Exercise details:
Please retype every one of the entries below word for word, omitting the pictures.

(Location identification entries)
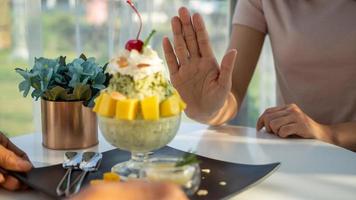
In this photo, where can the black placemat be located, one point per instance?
(236, 176)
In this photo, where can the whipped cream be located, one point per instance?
(134, 59)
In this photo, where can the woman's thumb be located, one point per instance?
(10, 161)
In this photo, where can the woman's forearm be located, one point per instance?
(226, 113)
(343, 135)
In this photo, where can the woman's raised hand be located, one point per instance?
(202, 83)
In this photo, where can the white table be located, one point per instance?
(310, 169)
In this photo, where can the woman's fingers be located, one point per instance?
(202, 36)
(227, 66)
(5, 142)
(268, 115)
(10, 161)
(279, 122)
(179, 42)
(288, 130)
(170, 56)
(189, 33)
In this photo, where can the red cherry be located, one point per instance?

Exercise response:
In this photo, where can the black placemat be located, one point per instance?
(236, 176)
In this photo, where can the whipped cream be located, one point per instance?
(134, 59)
In this photo, where can the woman's thumb be located, one point per instance?
(10, 161)
In this photo, where can the woman's forearm be located, one point per instance?
(226, 113)
(343, 135)
In this photo, where can the woman's raised hand be located, one point per instance?
(202, 83)
In this photo, where can the white table be located, one point per instance?
(310, 169)
In this photo, where can the woman's fingers be located, one point per instance?
(202, 36)
(227, 66)
(5, 142)
(268, 115)
(10, 161)
(279, 122)
(179, 42)
(288, 130)
(170, 56)
(189, 33)
In this photo, where can the red cherry be located, one point per instance?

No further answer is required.